§ **SELECTED EXTRACT**
=======

But no one knew what to feed him. Koalas are notoriously fussy eaters with narrow dietary preferences, eating the leaves of only a small number of eucalypt species.
“He just turned up. We weren’t prepared,” Roger says. “We wondered what koala food trees are here. What would he eat?”
Amy and Roger solved Athey’s dietary dilemma by offering him a cafeteria of different leaves to browse provided by North Queensland tourism group CaPTA.
The family-owned company owns a eucalypt plantation where food is grown for koalas in its local wildlife parks.
Athey went for Queensland blue gum. “He loved it,” Roger says. “He also got stuck into gum-topped box and lemon-scented gum, especially new growth.”
Once Athey’s eye infection cleared, he was relocated to a safe site away from cars and dogs, rich in the food trees he ate while in care.
A personal meeting
I recently accompanied Roger and Amy to meet with the special marsupial.
We were a mere 300m from where he was released but it took a while to spot him, despite a strong ping from the radio collar he’s been fitted with telling us he was nearby.
When we finally spotted Athey, he was 20m up a gum-topped box.
His short, pale grey fur, which is typical of a far northern koala, blended into the smooth bark of the tree’s branches. Koalas tend to become larger overall and their fur thicker and darker the further south they live.
“His eyes look clear, and his backside looks clean,” Amy said, peering through binoculars as she looked Athey over for any signs of disease.

=======

(Rows contained in a dataset)
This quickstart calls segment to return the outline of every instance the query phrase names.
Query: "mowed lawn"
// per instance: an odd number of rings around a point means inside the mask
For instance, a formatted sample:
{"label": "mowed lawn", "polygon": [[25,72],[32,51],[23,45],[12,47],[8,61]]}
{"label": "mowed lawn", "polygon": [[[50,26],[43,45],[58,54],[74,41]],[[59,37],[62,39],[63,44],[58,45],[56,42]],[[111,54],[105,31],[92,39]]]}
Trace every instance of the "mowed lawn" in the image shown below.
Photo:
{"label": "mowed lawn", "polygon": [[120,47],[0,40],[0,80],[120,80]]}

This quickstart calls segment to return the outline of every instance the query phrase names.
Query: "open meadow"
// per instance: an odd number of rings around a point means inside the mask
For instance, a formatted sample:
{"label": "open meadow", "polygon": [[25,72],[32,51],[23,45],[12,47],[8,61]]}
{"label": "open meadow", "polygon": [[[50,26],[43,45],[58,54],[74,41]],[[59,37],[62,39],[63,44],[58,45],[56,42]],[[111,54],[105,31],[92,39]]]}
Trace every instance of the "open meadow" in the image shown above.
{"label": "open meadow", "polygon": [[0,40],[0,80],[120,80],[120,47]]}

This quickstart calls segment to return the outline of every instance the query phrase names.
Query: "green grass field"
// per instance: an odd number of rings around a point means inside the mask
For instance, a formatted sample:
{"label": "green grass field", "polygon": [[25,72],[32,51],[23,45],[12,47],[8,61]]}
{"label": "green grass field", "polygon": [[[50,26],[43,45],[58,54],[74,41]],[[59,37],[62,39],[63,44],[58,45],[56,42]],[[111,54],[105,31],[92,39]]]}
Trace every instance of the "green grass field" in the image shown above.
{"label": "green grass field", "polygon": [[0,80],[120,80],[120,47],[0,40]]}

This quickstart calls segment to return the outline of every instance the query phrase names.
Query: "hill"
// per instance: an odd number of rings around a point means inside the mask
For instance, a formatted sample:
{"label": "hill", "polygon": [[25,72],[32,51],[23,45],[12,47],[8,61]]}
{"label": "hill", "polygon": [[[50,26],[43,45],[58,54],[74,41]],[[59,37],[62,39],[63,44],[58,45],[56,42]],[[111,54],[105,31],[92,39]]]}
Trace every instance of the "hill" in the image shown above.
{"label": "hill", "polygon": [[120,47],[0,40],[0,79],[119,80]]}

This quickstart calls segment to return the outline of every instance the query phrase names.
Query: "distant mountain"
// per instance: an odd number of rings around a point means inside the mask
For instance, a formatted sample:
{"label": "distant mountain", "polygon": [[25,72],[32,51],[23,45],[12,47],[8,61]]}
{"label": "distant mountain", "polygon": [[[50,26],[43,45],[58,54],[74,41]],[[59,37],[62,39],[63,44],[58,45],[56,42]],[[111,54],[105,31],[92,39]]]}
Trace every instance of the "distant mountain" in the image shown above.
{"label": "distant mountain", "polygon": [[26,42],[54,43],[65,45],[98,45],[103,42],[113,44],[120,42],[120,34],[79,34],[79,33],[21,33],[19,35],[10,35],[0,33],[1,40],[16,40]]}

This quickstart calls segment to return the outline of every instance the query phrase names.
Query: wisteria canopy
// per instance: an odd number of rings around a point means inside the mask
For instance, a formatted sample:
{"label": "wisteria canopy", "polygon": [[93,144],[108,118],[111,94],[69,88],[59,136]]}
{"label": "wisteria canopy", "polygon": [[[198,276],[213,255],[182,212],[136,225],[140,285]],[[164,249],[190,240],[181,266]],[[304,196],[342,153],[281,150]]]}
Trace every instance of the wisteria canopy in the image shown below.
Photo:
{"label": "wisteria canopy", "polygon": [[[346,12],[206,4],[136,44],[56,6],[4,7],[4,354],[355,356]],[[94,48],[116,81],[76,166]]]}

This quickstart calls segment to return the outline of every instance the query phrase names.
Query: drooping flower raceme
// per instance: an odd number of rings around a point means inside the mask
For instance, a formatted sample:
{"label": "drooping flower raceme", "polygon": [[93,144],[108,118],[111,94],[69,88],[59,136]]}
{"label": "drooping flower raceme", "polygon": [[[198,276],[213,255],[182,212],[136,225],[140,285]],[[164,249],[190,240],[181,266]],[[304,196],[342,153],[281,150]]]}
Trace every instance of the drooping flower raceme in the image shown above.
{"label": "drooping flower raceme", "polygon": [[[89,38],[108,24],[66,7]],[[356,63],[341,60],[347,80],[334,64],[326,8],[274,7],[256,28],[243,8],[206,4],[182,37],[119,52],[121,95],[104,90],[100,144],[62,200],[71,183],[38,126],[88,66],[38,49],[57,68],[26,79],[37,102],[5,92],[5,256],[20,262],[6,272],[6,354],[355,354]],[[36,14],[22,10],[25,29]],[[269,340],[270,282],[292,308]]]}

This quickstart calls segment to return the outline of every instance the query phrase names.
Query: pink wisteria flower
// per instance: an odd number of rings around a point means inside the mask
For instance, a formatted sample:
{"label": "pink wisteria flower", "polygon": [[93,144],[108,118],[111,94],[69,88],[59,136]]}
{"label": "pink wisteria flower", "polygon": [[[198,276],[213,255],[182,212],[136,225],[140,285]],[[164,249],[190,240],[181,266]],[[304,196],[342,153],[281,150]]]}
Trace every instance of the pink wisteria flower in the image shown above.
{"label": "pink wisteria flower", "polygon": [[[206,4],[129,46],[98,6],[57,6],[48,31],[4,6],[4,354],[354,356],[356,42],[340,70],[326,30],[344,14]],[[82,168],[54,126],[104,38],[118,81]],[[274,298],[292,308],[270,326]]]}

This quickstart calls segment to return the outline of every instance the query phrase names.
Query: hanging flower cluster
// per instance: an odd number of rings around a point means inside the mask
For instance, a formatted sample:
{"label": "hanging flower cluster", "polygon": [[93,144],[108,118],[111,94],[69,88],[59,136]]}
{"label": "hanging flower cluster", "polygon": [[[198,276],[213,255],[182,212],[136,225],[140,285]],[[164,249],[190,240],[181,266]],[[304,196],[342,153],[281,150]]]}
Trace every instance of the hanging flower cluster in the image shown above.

=======

From the koala excerpt above, list every tree species that Athey is said to have eaten while in care.

Queensland blue gum, gum-topped box, lemon-scented gum